• [What is needed]: Repeat the pigeon club thread word for word, starting at "## TAWhatley (Mar" and ending after "enjoyed the raffles.".

• [Page]:
# Central California Pigeon Club



## jmaxpsi (Jul 31, 2009)

November 7-8, 2009 - California - The 66th annual Cavalcade of Pigeons All Breeds Show sponsored by the Central California Pigeon Club will be held at the Fresno Fairgrounds, Fresno CA. Contact Tom Means - 1019 W. Norwich, Fresno, CA 93705 (559) 647-2318 email: [email protected]


----------



## TAWhatley (Mar 6, 2001)

I know some of our members attend and show at this show .. it's a good one! Please attend if you can!

Terry


----------



## jmaxpsi (Jul 31, 2009)

I've joined that club and my daughter may enter the junoirs but I only have 4 birds. I don't know what to enter with for her. I got a female 07 american fantail(grey w/ fading ash bars), 05 racing homer(BB), 06 female roller(grizzle), 07 male roller (pied WF). Anyone willing to donate a show quality pigeon for her? She is 8 yrs old and I'm getting her into pigeons. She went to her first show (NCPC) in Lodi and her first meeting. She mostly enjoyed the raffles.


----------



## jmaxpsi (Jul 31, 2009)

Show is this weekend. Anyone else attending? It's free!


----------



## sky tx (Mar 1, 2005)

What can we expect to read about Next?---Old Designer Cars?


----------



## Wingsonfire (Dec 22, 2009)

lbgj123 said:


> Do you like designer handbags, such as CHANEL, GUCCI, COACH, PRADA, and so on? They are all so beautiful and fashionable. I think no one can understand the temptations of those charming bags. But the expensive keeps so much women out. In comparison, the replica designer handbags have the same appearance with the original ones. Though the quality of the replica handbags is not good as the originals, they also can fulfill most women's desire that being fashionable. How do you think about it?


Just for women, I am all man and want to look pretty too, I can see myself now feeding the birds with my Coach bag hung on my shoulder!


----------

• [Stored records]:
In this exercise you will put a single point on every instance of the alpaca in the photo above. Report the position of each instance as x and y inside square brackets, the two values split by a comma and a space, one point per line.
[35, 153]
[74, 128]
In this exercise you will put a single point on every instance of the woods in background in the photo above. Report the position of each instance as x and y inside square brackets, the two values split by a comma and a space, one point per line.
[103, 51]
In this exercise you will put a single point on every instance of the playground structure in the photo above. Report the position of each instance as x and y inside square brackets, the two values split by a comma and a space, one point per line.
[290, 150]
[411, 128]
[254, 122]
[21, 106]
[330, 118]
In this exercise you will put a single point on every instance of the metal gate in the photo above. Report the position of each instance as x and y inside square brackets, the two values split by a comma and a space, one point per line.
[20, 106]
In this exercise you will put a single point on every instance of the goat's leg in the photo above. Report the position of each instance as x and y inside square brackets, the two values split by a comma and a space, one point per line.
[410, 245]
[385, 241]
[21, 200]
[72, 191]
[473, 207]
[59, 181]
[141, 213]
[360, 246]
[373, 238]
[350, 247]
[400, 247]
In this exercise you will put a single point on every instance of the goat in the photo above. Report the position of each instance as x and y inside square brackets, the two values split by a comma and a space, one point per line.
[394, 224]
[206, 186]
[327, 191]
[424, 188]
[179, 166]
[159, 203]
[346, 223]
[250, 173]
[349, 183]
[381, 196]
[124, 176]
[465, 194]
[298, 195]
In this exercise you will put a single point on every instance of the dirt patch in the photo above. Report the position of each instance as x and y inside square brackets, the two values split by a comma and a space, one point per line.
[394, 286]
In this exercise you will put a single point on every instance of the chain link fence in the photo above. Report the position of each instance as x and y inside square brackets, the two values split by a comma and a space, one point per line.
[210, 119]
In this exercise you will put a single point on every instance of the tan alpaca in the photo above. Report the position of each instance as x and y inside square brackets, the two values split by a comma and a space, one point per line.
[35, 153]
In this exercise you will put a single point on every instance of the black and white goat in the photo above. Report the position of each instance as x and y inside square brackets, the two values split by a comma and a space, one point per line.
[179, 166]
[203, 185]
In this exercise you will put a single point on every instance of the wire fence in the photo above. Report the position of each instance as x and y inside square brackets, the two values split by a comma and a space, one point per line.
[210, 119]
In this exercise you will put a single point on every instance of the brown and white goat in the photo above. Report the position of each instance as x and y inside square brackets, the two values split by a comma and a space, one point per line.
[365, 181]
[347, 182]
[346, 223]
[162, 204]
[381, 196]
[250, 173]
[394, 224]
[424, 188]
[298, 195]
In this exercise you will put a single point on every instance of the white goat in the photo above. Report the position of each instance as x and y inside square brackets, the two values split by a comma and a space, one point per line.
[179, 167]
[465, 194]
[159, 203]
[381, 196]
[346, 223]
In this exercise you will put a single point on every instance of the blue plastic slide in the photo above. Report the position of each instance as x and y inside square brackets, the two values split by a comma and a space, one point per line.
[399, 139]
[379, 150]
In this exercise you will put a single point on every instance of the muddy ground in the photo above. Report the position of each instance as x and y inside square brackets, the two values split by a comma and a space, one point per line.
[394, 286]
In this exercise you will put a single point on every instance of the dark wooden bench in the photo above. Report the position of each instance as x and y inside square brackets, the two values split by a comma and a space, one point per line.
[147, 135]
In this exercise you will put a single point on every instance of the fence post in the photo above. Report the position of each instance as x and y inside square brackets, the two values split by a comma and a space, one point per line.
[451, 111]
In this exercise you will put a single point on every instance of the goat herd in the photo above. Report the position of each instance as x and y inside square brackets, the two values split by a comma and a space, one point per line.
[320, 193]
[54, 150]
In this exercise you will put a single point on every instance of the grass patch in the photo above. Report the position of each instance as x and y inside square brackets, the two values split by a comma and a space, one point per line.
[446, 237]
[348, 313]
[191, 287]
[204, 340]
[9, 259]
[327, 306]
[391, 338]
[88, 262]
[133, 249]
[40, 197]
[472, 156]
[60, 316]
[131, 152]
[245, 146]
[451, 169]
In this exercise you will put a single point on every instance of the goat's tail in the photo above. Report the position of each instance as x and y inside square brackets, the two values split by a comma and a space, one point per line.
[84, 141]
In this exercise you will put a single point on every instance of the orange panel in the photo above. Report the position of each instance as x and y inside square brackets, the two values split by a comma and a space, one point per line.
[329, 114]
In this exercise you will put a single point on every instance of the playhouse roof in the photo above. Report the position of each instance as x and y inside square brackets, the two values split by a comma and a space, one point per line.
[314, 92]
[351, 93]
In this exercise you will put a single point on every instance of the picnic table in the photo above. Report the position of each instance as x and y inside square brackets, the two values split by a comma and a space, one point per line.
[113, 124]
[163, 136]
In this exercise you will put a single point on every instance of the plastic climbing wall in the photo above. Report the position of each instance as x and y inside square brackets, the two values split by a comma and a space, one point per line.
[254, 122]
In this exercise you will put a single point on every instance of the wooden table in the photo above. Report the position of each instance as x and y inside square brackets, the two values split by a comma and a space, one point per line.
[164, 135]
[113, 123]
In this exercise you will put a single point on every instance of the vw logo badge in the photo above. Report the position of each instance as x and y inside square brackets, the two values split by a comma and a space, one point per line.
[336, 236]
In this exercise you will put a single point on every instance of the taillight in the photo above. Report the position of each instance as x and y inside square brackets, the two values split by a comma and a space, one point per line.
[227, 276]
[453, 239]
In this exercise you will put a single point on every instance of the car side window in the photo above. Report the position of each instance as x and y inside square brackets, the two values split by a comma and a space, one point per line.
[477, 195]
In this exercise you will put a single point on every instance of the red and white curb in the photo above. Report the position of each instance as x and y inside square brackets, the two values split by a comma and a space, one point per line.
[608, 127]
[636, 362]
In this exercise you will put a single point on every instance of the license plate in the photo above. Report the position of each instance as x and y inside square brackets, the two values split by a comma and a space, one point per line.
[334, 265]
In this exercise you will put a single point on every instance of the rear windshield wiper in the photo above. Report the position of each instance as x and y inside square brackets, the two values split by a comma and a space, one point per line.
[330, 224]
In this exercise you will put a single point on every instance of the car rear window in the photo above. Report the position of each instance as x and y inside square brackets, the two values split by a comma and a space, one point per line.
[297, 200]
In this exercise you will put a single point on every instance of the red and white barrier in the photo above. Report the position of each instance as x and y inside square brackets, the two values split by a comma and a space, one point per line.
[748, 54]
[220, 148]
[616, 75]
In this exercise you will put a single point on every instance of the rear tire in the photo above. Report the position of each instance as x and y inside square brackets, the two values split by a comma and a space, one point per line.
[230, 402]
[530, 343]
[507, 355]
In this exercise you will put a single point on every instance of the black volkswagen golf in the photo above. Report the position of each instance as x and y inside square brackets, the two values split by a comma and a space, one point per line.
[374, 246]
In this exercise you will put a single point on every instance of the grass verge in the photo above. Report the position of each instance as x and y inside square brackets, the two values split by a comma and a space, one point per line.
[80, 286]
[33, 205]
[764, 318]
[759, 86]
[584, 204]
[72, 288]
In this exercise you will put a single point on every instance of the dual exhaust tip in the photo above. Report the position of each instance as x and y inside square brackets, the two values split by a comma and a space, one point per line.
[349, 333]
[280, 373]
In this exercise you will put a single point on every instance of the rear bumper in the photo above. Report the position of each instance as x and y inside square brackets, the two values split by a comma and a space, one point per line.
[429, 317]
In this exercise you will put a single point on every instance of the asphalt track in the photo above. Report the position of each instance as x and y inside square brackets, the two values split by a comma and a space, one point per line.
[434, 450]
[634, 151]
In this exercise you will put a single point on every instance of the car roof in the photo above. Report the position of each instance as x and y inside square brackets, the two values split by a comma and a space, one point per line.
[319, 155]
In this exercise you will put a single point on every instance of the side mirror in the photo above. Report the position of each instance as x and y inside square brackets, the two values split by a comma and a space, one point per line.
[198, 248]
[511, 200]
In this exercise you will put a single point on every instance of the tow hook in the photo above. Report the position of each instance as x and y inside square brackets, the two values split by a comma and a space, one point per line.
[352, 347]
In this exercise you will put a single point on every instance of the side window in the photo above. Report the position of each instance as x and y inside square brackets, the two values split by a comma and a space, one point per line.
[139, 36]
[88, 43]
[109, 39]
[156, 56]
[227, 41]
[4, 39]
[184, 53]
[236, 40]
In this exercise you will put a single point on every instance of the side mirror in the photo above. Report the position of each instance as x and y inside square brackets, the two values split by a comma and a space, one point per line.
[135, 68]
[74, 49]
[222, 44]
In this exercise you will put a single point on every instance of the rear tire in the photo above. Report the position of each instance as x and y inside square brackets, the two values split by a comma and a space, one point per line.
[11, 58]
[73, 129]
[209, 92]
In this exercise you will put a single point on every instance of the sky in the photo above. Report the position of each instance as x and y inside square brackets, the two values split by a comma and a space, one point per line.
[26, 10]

• [Solution to this task]:
## TAWhatley (Mar 6, 2001)

I know some of our members attend and show at this show .. it's a good one! Please attend if you can!

Terry


----------



## jmaxpsi (Jul 31, 2009)

I've joined that club and my daughter may enter the junoirs but I only have 4 birds. I don't know what to enter with for her. I got a female 07 american fantail(grey w/ fading ash bars), 05 racing homer(BB), 06 female roller(grizzle), 07 male roller (pied WF). Anyone willing to donate a show quality pigeon for her? She is 8 yrs old and I'm getting her into pigeons. She went to her first show (NCPC) in Lodi and her first meeting. She mostly enjoyed the raffles.